Dati contenuti in un dataset:

§ §

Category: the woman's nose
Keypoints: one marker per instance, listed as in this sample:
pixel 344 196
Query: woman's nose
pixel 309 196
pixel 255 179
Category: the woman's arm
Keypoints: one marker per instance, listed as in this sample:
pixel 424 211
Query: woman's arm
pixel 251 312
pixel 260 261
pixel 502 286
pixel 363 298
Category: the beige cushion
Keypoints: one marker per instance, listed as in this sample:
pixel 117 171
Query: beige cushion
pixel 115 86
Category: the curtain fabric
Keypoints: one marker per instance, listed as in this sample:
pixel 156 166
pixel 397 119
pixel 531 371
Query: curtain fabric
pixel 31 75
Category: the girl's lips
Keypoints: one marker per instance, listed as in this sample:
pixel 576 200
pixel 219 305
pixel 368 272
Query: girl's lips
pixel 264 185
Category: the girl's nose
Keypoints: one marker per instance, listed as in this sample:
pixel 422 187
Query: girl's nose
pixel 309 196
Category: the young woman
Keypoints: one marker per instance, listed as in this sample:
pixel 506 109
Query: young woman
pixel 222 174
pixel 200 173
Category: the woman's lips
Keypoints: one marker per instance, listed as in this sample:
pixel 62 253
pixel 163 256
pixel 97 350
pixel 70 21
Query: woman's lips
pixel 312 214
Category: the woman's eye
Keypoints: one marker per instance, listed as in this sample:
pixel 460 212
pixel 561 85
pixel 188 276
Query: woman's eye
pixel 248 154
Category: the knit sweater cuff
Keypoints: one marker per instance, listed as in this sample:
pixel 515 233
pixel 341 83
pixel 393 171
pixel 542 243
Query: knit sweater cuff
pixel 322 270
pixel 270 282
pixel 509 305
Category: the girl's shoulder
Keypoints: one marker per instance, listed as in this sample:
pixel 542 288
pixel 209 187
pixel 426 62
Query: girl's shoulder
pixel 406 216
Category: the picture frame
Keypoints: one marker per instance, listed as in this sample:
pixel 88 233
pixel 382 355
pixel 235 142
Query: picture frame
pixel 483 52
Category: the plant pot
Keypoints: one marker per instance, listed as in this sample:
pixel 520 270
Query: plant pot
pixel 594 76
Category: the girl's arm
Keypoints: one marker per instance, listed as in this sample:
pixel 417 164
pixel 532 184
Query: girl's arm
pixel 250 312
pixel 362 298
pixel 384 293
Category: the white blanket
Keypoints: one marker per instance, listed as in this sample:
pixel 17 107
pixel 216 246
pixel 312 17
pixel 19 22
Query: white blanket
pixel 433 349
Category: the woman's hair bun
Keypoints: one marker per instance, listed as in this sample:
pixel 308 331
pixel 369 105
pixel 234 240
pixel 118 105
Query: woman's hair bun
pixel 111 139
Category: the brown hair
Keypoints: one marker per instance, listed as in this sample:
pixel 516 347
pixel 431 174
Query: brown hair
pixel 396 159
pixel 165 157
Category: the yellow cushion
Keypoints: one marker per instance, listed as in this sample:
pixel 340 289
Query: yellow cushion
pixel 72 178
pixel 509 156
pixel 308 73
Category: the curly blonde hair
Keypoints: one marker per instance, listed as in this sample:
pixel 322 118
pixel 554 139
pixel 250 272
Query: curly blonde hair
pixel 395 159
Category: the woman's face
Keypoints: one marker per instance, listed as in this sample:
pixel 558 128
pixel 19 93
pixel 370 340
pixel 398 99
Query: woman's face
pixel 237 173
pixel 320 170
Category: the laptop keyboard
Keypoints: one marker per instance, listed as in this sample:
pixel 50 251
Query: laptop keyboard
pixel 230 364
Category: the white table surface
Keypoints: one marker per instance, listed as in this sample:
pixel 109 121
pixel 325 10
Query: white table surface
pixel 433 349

§ §

COSA OCCORRE ::
Restituisci tutti questi dati riga per riga, senza cambiare nulla.

SOLUZIONE ::
Category: the woman's nose
Keypoints: one marker per instance, listed as in this sample:
pixel 344 196
Query: woman's nose
pixel 309 196
pixel 255 179
Category: the woman's arm
Keypoints: one marker per instance, listed as in this sample:
pixel 424 211
Query: woman's arm
pixel 251 312
pixel 260 261
pixel 502 286
pixel 363 298
Category: the beige cushion
Keypoints: one marker per instance, listed as in this sample:
pixel 117 171
Query: beige cushion
pixel 115 86
Category: the curtain fabric
Keypoints: one marker per instance, listed as in this sample:
pixel 156 166
pixel 397 119
pixel 531 371
Query: curtain fabric
pixel 31 75
Category: the girl's lips
Keypoints: one marker per instance, listed as in this sample:
pixel 576 200
pixel 219 305
pixel 368 272
Query: girl's lips
pixel 264 185
Category: the girl's nose
Keypoints: one marker per instance, listed as in this sample:
pixel 422 187
Query: girl's nose
pixel 309 196
Category: the young woman
Keypoints: one marker per instance, listed as in this sample:
pixel 506 109
Query: young woman
pixel 222 174
pixel 200 173
Category: the woman's lips
Keypoints: one marker per instance, listed as in this sample:
pixel 62 253
pixel 163 256
pixel 97 350
pixel 70 21
Query: woman's lips
pixel 312 214
Category: the woman's eye
Keypoints: one marker per instance, listed as in this sample:
pixel 460 212
pixel 561 85
pixel 188 276
Query: woman's eye
pixel 248 154
Category: the knit sweater cuff
Keypoints: one marker per instance, listed as in this sample:
pixel 515 233
pixel 341 83
pixel 393 171
pixel 542 243
Query: knit sweater cuff
pixel 322 270
pixel 270 282
pixel 509 305
Category: the girl's shoulder
Keypoints: one marker per instance, listed as in this sample:
pixel 542 288
pixel 209 187
pixel 426 62
Query: girl's shoulder
pixel 406 216
Category: the picture frame
Keypoints: one marker per instance, listed as in this sample:
pixel 88 233
pixel 382 355
pixel 235 142
Query: picture frame
pixel 483 52
Category: the plant pot
Keypoints: one marker per instance, listed as in this sample:
pixel 520 270
Query: plant pot
pixel 594 76
Category: the girl's arm
Keypoints: one marker per instance, listed as in this sample:
pixel 417 164
pixel 532 184
Query: girl's arm
pixel 250 312
pixel 362 298
pixel 384 293
Category: the white blanket
Keypoints: one marker per instance, listed as in this sample:
pixel 17 107
pixel 216 246
pixel 312 17
pixel 19 22
Query: white blanket
pixel 433 349
Category: the woman's hair bun
Keypoints: one marker per instance, listed as in this sample:
pixel 308 331
pixel 369 105
pixel 234 240
pixel 118 105
Query: woman's hair bun
pixel 111 139
Category: the brown hair
Keypoints: one marker per instance, listed as in this sample:
pixel 516 347
pixel 431 174
Query: brown hair
pixel 396 159
pixel 165 157
Category: the yellow cushion
Keypoints: one marker per instance, listed as in this sample:
pixel 340 289
Query: yellow cushion
pixel 72 178
pixel 509 156
pixel 308 73
Category: the curly blonde hair
Keypoints: one marker per instance, listed as in this sample:
pixel 322 118
pixel 554 139
pixel 250 272
Query: curly blonde hair
pixel 395 159
Category: the woman's face
Keypoints: one marker per instance, listed as in this sample:
pixel 558 128
pixel 19 93
pixel 370 340
pixel 398 99
Query: woman's face
pixel 237 173
pixel 320 170
Category: the laptop keyboard
Keypoints: one marker per instance, listed as in this sample:
pixel 50 251
Query: laptop keyboard
pixel 230 364
Category: the white table surface
Keypoints: one marker per instance, listed as in this sample:
pixel 109 121
pixel 325 10
Query: white table surface
pixel 433 349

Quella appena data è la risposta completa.